## PROBLEM DETAILS:
Find every line in the records below that contains the word "backpack", and copy each of those lines.

## RECORDED DATA:
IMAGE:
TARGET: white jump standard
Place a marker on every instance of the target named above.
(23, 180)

---

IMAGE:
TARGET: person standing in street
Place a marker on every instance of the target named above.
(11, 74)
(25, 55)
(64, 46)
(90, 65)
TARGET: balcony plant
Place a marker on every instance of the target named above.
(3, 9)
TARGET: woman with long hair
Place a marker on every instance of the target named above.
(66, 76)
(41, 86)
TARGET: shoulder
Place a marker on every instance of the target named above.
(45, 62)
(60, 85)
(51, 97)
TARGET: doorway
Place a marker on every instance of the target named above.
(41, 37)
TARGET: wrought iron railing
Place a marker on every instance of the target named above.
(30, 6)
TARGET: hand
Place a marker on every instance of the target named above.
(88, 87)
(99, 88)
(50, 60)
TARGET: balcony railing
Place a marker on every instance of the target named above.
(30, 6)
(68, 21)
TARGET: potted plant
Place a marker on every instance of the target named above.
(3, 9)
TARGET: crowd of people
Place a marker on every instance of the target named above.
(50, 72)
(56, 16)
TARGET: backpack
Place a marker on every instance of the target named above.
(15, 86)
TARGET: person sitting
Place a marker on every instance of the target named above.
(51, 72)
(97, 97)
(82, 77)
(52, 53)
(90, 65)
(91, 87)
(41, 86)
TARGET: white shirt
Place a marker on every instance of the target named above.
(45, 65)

...

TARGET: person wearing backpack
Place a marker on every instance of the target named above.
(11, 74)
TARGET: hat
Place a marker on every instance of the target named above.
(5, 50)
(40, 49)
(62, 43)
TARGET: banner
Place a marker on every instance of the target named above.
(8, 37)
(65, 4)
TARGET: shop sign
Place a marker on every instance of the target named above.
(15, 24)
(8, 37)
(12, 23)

## REPLY TO THE TASK:
TARGET: backpack
TARGET: person wearing backpack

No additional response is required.